Task instructions | Arrange the lines of the records below as a numbered list, leaving out any blank lines.

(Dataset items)
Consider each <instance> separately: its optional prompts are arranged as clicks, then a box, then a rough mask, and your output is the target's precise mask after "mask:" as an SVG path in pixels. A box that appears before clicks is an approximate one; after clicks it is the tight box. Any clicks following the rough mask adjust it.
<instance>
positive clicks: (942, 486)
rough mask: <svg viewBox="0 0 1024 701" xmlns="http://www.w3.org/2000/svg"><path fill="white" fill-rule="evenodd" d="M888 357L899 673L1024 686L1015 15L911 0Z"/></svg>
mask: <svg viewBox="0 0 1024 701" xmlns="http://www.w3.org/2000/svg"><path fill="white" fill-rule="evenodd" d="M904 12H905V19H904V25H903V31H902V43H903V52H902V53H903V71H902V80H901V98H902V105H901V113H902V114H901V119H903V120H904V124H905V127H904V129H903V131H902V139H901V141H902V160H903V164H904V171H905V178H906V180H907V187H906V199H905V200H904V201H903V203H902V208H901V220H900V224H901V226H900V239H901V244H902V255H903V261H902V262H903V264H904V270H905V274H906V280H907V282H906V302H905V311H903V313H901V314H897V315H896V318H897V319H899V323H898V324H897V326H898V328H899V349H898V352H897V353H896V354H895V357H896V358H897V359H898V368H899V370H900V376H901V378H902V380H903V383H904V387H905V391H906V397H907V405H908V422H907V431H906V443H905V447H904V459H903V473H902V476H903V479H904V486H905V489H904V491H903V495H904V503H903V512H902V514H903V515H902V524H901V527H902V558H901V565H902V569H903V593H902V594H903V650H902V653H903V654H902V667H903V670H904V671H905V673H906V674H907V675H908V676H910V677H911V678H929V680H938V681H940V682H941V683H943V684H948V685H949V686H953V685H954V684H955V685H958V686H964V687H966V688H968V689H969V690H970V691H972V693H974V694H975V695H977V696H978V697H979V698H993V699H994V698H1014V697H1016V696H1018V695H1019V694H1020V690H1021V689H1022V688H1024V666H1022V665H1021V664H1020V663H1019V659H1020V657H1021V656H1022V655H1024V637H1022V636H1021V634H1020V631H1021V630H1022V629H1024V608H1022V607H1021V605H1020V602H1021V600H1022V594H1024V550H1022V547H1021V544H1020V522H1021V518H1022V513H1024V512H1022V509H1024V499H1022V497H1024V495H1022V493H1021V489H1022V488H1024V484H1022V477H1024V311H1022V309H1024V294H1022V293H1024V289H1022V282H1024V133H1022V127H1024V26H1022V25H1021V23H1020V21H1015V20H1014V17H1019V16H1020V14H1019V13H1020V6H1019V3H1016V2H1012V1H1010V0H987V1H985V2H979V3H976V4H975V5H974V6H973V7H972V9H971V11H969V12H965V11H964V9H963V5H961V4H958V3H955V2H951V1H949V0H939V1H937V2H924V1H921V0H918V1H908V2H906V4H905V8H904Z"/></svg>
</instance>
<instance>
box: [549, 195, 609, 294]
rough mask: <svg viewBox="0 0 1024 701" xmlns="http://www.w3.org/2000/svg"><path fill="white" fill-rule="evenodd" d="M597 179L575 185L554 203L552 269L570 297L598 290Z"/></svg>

Exercise output |
1. Consider each <instance> separately: its optional prompts are arranged as clicks, then a box, then a rough mask, and your output is the target's precise mask after "mask:" as an SVG path in pixels. A box that appears before clicks is an approximate one; after clicks it is the tight box. Any clicks following the rough mask adjust it.
2. <instance>
3. positive clicks: (942, 486)
4. rough mask: <svg viewBox="0 0 1024 701" xmlns="http://www.w3.org/2000/svg"><path fill="white" fill-rule="evenodd" d="M888 357L899 673L1024 686L1015 15L911 0Z"/></svg>
5. mask: <svg viewBox="0 0 1024 701" xmlns="http://www.w3.org/2000/svg"><path fill="white" fill-rule="evenodd" d="M904 12H905V19H904V25H903V31H902V43H903V52H902V53H903V71H902V80H901V98H902V105H901V113H902V114H901V119H903V120H904V124H905V127H904V129H903V131H902V139H901V141H902V160H903V164H904V171H905V178H906V180H907V187H906V199H905V200H904V201H903V203H902V208H901V220H900V224H901V226H900V239H901V244H902V255H903V261H902V262H903V264H904V270H905V274H906V280H907V282H906V302H905V311H903V313H901V314H897V315H896V318H897V319H899V323H898V324H897V326H898V328H899V349H898V352H897V353H896V354H895V357H896V358H897V359H898V368H899V370H900V376H901V378H902V380H903V383H904V387H905V391H906V397H907V405H908V422H907V431H906V443H905V447H904V459H903V473H902V476H903V479H904V486H905V489H904V491H903V495H904V503H903V512H902V514H903V515H902V524H901V527H902V558H901V565H902V569H903V593H902V594H903V650H902V653H903V654H902V667H903V670H904V671H905V673H906V674H907V675H908V676H910V677H911V678H929V680H938V681H940V682H941V683H943V684H948V685H949V686H953V685H954V684H955V685H958V686H964V687H966V688H968V689H969V690H970V691H972V693H974V694H975V695H977V696H978V697H979V698H993V699H994V698H1014V697H1016V696H1018V695H1019V694H1020V690H1021V689H1022V688H1024V666H1022V665H1021V664H1020V663H1019V659H1020V657H1021V656H1022V655H1024V637H1022V636H1021V634H1020V631H1021V630H1022V629H1024V608H1022V607H1021V605H1020V602H1021V600H1022V594H1024V550H1022V547H1021V544H1020V522H1021V518H1022V513H1024V512H1022V509H1024V499H1022V497H1024V495H1022V493H1021V489H1022V488H1024V484H1022V477H1024V311H1022V309H1024V294H1022V293H1024V289H1022V282H1024V133H1022V127H1024V26H1022V25H1021V23H1020V21H1015V20H1014V17H1019V16H1020V14H1019V13H1020V6H1019V3H1016V2H1012V1H1010V0H987V1H985V2H979V3H976V4H975V5H974V6H973V7H972V9H971V11H969V12H965V11H964V9H963V5H961V4H958V3H955V2H951V1H949V0H939V1H937V2H924V1H921V0H918V1H908V2H906V4H905V8H904Z"/></svg>
6. </instance>
7. <instance>
8. box: [549, 195, 609, 294]
9. rough mask: <svg viewBox="0 0 1024 701" xmlns="http://www.w3.org/2000/svg"><path fill="white" fill-rule="evenodd" d="M597 179L575 185L554 203L552 269L570 297L598 290Z"/></svg>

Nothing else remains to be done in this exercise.